## start

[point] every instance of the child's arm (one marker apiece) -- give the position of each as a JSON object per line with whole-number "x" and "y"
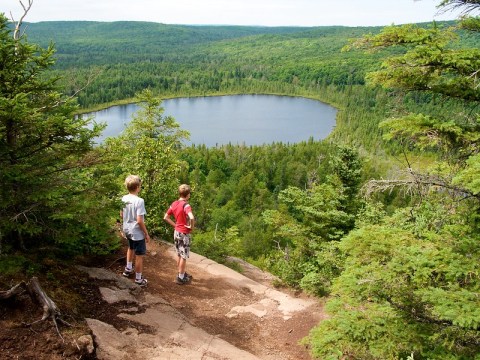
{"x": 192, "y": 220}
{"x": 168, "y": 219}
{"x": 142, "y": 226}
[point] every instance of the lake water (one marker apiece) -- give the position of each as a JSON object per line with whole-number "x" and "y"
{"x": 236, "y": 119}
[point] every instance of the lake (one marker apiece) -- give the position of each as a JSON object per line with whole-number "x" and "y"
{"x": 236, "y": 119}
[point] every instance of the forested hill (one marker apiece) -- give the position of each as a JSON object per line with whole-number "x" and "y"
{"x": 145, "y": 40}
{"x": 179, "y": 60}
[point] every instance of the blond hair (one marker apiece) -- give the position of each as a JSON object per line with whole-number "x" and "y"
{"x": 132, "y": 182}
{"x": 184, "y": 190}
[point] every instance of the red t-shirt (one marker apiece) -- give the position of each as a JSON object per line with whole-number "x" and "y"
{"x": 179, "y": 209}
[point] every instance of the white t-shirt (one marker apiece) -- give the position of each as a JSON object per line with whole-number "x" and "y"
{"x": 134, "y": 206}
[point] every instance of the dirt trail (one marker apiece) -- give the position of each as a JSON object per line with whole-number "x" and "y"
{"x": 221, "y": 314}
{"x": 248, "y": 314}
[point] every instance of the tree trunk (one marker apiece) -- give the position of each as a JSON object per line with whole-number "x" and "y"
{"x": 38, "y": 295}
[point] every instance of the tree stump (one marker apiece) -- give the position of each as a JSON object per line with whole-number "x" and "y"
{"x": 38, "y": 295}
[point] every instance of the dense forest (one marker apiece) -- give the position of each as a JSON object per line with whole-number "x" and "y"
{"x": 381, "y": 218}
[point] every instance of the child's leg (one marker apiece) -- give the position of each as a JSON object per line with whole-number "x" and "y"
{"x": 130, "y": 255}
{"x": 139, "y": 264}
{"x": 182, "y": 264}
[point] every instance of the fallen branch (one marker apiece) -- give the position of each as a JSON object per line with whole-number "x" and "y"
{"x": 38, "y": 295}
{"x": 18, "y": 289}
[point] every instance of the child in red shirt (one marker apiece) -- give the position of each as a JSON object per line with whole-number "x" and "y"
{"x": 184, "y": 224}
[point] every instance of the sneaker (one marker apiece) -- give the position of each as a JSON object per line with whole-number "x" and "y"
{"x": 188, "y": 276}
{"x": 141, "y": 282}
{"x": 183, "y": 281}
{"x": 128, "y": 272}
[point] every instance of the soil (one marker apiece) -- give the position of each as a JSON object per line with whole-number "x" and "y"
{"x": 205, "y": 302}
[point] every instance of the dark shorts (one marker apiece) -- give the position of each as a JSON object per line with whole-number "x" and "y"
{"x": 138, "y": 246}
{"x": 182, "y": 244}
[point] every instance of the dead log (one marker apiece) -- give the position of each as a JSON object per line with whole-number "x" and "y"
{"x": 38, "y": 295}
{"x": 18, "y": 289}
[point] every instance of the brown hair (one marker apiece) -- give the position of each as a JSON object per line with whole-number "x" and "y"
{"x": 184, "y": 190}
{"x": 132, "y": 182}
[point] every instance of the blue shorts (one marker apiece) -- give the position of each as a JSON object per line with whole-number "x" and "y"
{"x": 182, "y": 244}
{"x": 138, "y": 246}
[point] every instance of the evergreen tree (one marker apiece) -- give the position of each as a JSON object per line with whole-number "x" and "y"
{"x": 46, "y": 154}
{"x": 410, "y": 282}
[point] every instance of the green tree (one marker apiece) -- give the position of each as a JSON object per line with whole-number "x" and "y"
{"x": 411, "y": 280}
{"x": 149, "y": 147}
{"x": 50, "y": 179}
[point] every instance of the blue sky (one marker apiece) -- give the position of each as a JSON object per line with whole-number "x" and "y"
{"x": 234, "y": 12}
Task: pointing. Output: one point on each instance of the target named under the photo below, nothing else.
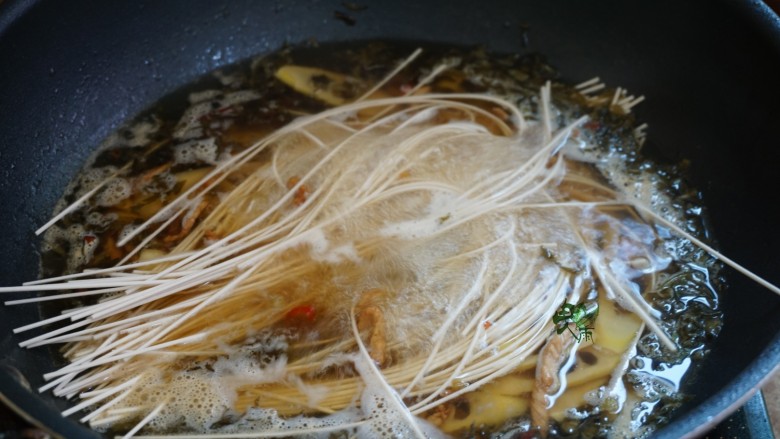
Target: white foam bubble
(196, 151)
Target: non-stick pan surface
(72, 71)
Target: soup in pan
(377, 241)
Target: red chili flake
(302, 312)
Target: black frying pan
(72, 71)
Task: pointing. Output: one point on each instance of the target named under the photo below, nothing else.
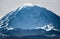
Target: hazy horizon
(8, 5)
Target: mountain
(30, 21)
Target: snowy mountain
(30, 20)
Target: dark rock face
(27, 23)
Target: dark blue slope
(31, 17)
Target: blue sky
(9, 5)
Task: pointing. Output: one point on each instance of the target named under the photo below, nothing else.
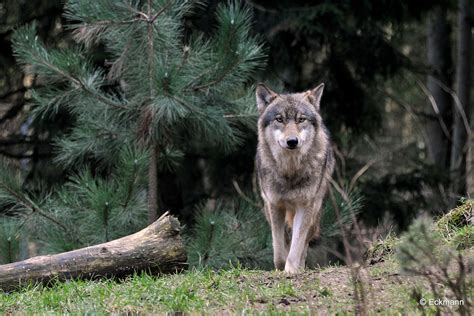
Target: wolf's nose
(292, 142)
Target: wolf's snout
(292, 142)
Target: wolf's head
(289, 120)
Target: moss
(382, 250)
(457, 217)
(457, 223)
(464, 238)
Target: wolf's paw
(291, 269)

## end
## start

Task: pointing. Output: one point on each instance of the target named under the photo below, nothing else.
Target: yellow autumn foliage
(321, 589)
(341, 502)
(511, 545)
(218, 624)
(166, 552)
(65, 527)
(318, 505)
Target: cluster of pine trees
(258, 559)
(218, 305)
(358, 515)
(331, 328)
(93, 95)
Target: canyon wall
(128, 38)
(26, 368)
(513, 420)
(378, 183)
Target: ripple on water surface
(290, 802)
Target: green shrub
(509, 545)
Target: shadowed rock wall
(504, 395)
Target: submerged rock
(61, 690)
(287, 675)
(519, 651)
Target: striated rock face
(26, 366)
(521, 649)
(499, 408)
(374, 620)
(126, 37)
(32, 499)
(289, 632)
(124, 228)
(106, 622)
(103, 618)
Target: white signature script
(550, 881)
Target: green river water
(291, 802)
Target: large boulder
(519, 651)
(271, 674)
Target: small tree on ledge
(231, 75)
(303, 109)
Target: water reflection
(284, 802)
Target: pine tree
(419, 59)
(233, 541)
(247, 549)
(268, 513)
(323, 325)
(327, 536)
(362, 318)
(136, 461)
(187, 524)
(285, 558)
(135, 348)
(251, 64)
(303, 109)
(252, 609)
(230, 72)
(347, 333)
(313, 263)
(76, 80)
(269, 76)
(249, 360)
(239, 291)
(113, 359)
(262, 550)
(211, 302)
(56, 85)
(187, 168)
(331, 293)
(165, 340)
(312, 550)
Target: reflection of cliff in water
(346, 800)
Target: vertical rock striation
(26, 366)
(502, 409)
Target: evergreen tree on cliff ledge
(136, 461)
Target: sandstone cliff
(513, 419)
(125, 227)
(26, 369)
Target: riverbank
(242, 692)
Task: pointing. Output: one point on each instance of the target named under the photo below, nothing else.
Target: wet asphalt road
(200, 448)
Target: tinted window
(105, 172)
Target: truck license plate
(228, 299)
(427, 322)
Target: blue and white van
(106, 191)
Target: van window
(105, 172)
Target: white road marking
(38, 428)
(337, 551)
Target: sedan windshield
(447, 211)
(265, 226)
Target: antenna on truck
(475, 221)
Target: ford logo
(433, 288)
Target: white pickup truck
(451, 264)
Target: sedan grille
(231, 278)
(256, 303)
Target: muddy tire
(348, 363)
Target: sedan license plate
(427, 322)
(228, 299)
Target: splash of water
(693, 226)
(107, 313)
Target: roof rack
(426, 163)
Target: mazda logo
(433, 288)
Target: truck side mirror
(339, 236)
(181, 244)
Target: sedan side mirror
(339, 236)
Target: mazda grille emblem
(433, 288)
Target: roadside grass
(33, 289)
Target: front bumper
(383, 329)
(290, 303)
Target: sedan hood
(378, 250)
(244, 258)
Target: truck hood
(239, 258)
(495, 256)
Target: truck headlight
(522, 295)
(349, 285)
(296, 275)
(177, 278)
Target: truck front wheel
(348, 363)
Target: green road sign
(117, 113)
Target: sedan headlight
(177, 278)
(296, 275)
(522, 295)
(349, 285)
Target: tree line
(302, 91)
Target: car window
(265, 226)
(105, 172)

## end

## What this task involves:
Give only the number of lines in the data above that contain the string "shorts". Count only case-sensitive matches.

## Complete answer:
2